• _Task statement_
Each entry below is to be written out exactly, and the pictures are to be left out.

• _Supplied records_
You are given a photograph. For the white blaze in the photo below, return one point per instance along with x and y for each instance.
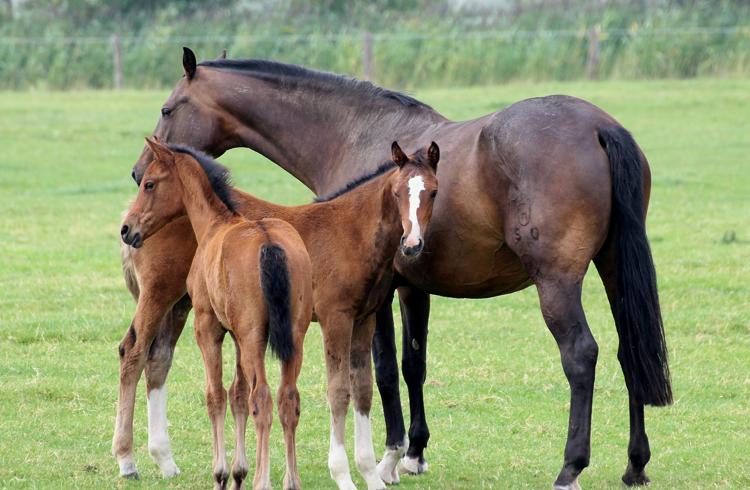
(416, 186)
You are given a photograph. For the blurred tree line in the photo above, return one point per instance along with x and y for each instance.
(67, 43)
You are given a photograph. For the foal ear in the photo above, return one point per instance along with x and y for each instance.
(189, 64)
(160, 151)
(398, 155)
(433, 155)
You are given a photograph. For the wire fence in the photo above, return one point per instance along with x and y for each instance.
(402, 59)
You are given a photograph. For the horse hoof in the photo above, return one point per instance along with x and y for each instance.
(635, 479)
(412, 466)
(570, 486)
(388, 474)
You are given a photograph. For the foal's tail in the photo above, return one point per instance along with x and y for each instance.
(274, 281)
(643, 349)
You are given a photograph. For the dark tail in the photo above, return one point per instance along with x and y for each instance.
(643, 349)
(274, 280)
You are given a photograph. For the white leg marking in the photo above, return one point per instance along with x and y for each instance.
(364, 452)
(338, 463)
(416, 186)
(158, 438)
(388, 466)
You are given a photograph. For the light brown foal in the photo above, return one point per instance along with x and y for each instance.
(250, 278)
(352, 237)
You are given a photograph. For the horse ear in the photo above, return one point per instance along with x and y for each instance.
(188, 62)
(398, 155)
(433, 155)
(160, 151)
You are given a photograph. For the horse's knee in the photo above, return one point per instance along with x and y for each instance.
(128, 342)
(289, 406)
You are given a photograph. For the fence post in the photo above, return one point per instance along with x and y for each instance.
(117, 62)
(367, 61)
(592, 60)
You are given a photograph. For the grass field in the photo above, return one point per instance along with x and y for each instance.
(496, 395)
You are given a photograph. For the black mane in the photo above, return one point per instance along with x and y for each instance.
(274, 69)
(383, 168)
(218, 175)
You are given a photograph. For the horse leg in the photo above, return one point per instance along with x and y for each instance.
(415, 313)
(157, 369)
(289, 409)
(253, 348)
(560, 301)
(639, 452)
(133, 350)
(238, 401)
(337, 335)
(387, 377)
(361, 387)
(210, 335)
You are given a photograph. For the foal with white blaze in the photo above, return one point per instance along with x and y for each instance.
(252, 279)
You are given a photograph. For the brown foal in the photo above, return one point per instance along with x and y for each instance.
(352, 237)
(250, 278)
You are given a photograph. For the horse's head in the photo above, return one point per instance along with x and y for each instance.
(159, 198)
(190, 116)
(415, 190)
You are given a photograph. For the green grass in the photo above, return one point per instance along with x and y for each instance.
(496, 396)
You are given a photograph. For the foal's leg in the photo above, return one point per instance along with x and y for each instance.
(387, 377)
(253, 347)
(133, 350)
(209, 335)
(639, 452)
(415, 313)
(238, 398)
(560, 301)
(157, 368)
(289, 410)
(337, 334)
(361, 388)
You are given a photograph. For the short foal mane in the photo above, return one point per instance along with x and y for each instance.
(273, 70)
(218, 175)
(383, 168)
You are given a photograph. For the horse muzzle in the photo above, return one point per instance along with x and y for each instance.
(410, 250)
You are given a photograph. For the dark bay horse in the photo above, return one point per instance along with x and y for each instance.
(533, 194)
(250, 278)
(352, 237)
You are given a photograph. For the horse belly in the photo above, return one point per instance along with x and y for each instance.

• _Answer to this task_
You are given a photograph. For the white blaze in the photo below, return one point per instance along with x and y for each instance.
(416, 186)
You are given a photograph. For the blurred tree line in the photo above, return one point per instance along with x and y for each instance.
(67, 43)
You are given a photograph. For the foal ear in the photo above, return one point per instance along with x and y for each instance.
(189, 64)
(160, 151)
(398, 155)
(433, 155)
You are given a photograph. For the wire fence in the photo above, return one point per instance along with x and y for each instance.
(402, 59)
You are given a photograph. For the horse hoof in the photo above, return one point per instance along with x and y for each instance.
(635, 479)
(412, 466)
(570, 486)
(388, 474)
You are given a photograph. For the foal's tail in the photo above, return one point per instance along with x and y for each instance.
(274, 281)
(643, 349)
You are given a photograph. For the dark tail in the photo above, return one point per instance along with x and y for each instance.
(643, 349)
(274, 280)
You are given a photograph. For the white leg marking in the photo above, return one point per instance along with x and y for each instance.
(364, 452)
(338, 463)
(416, 186)
(158, 438)
(388, 466)
You are given a photograph. For the light brown foal in the photo above, return one point per instance along with x and y for each instance.
(250, 278)
(352, 237)
You are given a photograph. For the horse ear in the photo above, return one point per instance along with x and y for each instance.
(188, 62)
(398, 155)
(433, 155)
(160, 151)
You are given a photograph. For the horse's knee in the photo above, return one point per instance along with x and y for each instance.
(128, 342)
(289, 406)
You are given a photograph. For the fence post in the photo above, return one point per instance along with x and y for each instance.
(117, 62)
(367, 61)
(592, 60)
You are given a photograph. For the grass field in the photo above, return one point per instance along with x and y for each instance.
(496, 395)
You are given a photograph. For the black mane in the photo above, return one point per instance along with x and y for each instance.
(274, 69)
(383, 168)
(218, 175)
You are given a photograph. For the horse leg in the photo above, return one point per instance along with x and y for each instance.
(415, 313)
(157, 369)
(289, 409)
(253, 348)
(560, 301)
(639, 452)
(133, 350)
(238, 401)
(337, 335)
(387, 377)
(361, 387)
(210, 335)
You are given a photograph. For the foal with white blaze in the photo above, return one point per instance along with x and y for each instance.
(252, 279)
You are given a photograph. For the brown foal in the photo above, return one point per instance along with x and y for each instance.
(352, 237)
(250, 278)
You are given a photograph. For the horse's head in the photo above, return one point per instance along with x and y for each instance.
(159, 198)
(190, 116)
(415, 190)
You are given a photograph. For the green grass in the photo above, return one point per instance along with x and y for each instance.
(496, 396)
You are given a photograph. For the foal's leg in the photo above, return one point per instance along with x and y for each instance.
(387, 377)
(253, 347)
(133, 350)
(209, 335)
(639, 452)
(415, 313)
(238, 398)
(560, 301)
(157, 368)
(289, 410)
(337, 334)
(361, 388)
You are given a photograph. For the short foal mane in the photo above, return one point per instance along with x and y for each instance.
(273, 70)
(218, 175)
(383, 168)
You are given a photograph. For the horse muzzle in the photo above, return one point per instance along with x and y for each instance.
(410, 250)
You are given a photograph. For the dark bay horse in the photo above, return one point per instance along with x and y for each instance.
(533, 194)
(250, 278)
(352, 237)
You are given a photograph. For the horse belly in the photo above, return one point per instance along with x and y for each instance.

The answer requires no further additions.